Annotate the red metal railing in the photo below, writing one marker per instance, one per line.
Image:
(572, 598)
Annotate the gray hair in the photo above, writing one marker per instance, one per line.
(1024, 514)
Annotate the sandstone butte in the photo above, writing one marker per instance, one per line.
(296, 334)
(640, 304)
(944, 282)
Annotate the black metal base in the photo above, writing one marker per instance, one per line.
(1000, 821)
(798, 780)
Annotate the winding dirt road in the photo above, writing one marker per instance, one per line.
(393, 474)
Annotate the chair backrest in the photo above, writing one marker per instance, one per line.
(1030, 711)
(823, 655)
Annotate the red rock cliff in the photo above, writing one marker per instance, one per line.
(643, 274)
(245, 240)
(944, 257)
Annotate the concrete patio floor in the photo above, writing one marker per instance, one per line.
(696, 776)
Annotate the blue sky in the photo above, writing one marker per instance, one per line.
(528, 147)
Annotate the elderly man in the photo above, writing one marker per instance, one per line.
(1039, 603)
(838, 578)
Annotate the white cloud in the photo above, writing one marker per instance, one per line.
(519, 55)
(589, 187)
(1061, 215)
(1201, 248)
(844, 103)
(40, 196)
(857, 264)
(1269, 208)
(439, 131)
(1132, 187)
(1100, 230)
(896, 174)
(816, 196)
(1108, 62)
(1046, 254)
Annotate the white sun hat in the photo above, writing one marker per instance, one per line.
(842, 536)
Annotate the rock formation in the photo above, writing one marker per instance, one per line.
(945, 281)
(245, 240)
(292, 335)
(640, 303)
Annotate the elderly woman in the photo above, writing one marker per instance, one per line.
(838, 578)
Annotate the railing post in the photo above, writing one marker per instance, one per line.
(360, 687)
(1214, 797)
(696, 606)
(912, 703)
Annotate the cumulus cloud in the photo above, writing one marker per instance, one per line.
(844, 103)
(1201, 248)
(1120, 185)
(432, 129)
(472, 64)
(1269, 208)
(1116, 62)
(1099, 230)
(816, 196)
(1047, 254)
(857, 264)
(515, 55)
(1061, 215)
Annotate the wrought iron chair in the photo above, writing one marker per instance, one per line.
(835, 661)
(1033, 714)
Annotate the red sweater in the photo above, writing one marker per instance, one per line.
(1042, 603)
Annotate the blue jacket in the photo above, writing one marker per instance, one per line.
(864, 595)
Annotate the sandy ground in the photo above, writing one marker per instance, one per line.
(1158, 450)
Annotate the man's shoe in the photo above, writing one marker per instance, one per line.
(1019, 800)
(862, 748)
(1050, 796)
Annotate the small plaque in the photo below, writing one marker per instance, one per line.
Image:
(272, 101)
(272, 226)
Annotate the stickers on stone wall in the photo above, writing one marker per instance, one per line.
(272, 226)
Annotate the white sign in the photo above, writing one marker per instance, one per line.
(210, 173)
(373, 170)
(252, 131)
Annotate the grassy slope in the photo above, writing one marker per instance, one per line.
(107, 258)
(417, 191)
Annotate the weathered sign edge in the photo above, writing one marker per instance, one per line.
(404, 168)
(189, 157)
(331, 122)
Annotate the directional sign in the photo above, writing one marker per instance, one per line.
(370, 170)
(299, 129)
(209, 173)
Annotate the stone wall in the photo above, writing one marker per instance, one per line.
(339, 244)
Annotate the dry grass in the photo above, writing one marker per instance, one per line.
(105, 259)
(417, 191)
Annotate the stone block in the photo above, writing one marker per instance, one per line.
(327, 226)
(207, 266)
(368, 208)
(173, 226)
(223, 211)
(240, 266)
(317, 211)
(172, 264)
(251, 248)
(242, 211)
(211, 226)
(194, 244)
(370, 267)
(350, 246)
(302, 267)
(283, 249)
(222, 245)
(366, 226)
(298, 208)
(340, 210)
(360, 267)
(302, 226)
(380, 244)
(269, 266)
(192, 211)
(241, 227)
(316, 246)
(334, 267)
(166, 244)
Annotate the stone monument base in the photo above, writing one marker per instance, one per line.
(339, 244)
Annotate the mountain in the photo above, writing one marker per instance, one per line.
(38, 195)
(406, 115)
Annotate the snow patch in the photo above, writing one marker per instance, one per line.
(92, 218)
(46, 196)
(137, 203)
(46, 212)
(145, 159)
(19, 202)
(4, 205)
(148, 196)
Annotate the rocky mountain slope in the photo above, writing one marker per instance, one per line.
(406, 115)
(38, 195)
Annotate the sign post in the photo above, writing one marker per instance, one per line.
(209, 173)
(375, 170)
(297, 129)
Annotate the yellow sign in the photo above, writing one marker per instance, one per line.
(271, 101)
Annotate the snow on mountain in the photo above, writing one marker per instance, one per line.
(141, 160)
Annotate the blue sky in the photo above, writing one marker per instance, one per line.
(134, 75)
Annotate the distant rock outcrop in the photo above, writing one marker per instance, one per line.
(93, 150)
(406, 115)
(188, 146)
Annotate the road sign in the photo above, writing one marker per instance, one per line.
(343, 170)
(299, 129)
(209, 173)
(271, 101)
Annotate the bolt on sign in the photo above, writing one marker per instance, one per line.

______________________________

Exercise brief :: Repeat back the data above, exact to the last character.

Solution for this task ::
Annotate the red metal railing in the photo below, writing one marker per instance, one per line.
Image:
(572, 598)
Annotate the gray hair in the photo above, writing one marker per instance, one per line.
(1024, 514)
Annotate the sandstone butte in the photo above, writing one marker per instance, one per line.
(296, 334)
(640, 304)
(944, 282)
Annotate the black metal base in the photo above, writing one marker per instance, one per line.
(1000, 821)
(798, 780)
Annotate the winding dirt road in the photo above, writing one marker per instance, one per line.
(393, 474)
Annotate the chair backrest in the photo above, writing one marker per instance, one per line.
(1030, 711)
(823, 655)
Annotate the red rock cliff in the photo above, writing one marker per instance, one per line.
(643, 274)
(245, 240)
(944, 257)
Annotate the concrete patio floor in the photo above, writing one marker per instance, one per line.
(696, 776)
Annotate the blue sky in the photo above, writing one marker per instance, one per line.
(528, 147)
Annotate the elderly man in the photo above, writing one marker per instance, one per line.
(1039, 603)
(838, 578)
Annotate the white cloud in the photo above, writing one marker per instance, one per line.
(519, 55)
(589, 187)
(1061, 215)
(1201, 248)
(844, 103)
(40, 196)
(857, 264)
(1269, 208)
(439, 131)
(1132, 187)
(1100, 230)
(896, 174)
(816, 196)
(1108, 62)
(1046, 254)
Annotate the white sun hat in the photo above, writing one marker per instance, one per line.
(842, 536)
Annotate the rock formation in the photo above, writing one marker per instance, one per line.
(945, 281)
(245, 240)
(292, 335)
(640, 303)
Annotate the elderly woman in the photo above, writing one marker per instance, one per line.
(838, 578)
Annotate the railing post in the photo above, writing one marker per instance, one per line.
(360, 687)
(1214, 797)
(696, 606)
(912, 703)
Annotate the cumulus cloud in the photo above, writing one marker per instance, one per line.
(844, 103)
(1201, 248)
(1120, 185)
(432, 129)
(472, 64)
(1269, 208)
(1116, 62)
(1099, 230)
(816, 196)
(1047, 254)
(857, 264)
(515, 55)
(1061, 215)
Annotate the wrought iron chair in the photo above, writing one marker per instance, one per line.
(835, 661)
(1033, 714)
Annotate the red sweater in the photo above, writing one marker per instance, one per line.
(1042, 603)
Annotate the blue jacket in the photo above, writing one marker per instance, one per line.
(864, 595)
Annotate the sandy ground in the photo above, writing one marker per instance, one per line.
(1158, 450)
Annotate the man's shoe in the photo above, writing one marker per instance, one per line.
(1019, 800)
(862, 748)
(1050, 796)
Annotate the small plaque in the photo below, writing one marker per instance, one per line.
Image:
(272, 101)
(272, 226)
Annotate the stickers on stone wall in the photo above, writing one marker per instance, one per line.
(272, 226)
Annotate the white sign in the photo above, writing one marker per instance, one per line.
(210, 173)
(373, 170)
(252, 131)
Annotate the grassy slope in the photo above, writing one marker per instance, one per line.
(107, 258)
(417, 191)
Annotate the weathered sign edge in the photo above, writing one marker per instance, one per line.
(404, 168)
(189, 157)
(331, 122)
Annotate the directional sign in the photo above, writing one marker per instance, one per line.
(370, 170)
(299, 129)
(209, 173)
Annotate the stone wall in the photo above, writing one marker per instance, one per line.
(339, 244)
Annotate the dry grass in the photo above, writing one marker per instance, one per line.
(105, 259)
(417, 191)
Annotate the stone block in the photo above, writing one marker per instance, one per line.
(327, 226)
(207, 266)
(368, 208)
(173, 226)
(223, 211)
(240, 266)
(317, 211)
(172, 264)
(251, 248)
(242, 211)
(211, 226)
(194, 244)
(370, 267)
(350, 246)
(302, 267)
(283, 249)
(222, 245)
(366, 226)
(298, 208)
(340, 210)
(360, 267)
(302, 226)
(380, 244)
(269, 266)
(192, 211)
(241, 227)
(316, 246)
(334, 267)
(166, 244)
Annotate the stone monument base in the photo above, writing one marker per instance, one per line.
(339, 244)
Annotate the mountain in the photo above, writing one marker per instance, one per line.
(38, 195)
(406, 115)
Annotate the snow patch in the photo above, writing one marker per instance, one per line.
(92, 218)
(46, 196)
(137, 203)
(46, 212)
(145, 159)
(19, 202)
(4, 205)
(148, 196)
Annotate the rocky mountain slope in the photo above, writing one marker per instance, one per line.
(406, 115)
(38, 195)
Annotate the sign post in the photo above, writing one marker per instance, one per line.
(209, 173)
(375, 170)
(297, 129)
Annotate the yellow sign in the photo above, writing one marker per instance, one per line.
(271, 101)
Annotate the snow on mountain in the photo above, writing one marker per instance, one per line.
(141, 160)
Annotate the blue sky in the photo above, writing one marker per instance, one per line.
(134, 75)
Annotate the distant rock outcrop in the photo above, writing one marker per instance, one per line.
(93, 150)
(406, 115)
(188, 146)
Annotate the road sign in the photo above, writing one marker per instance, one per line.
(343, 170)
(299, 129)
(209, 173)
(271, 101)
Annotate the bolt on sign in the photo above, writing one marker per instance, one per line.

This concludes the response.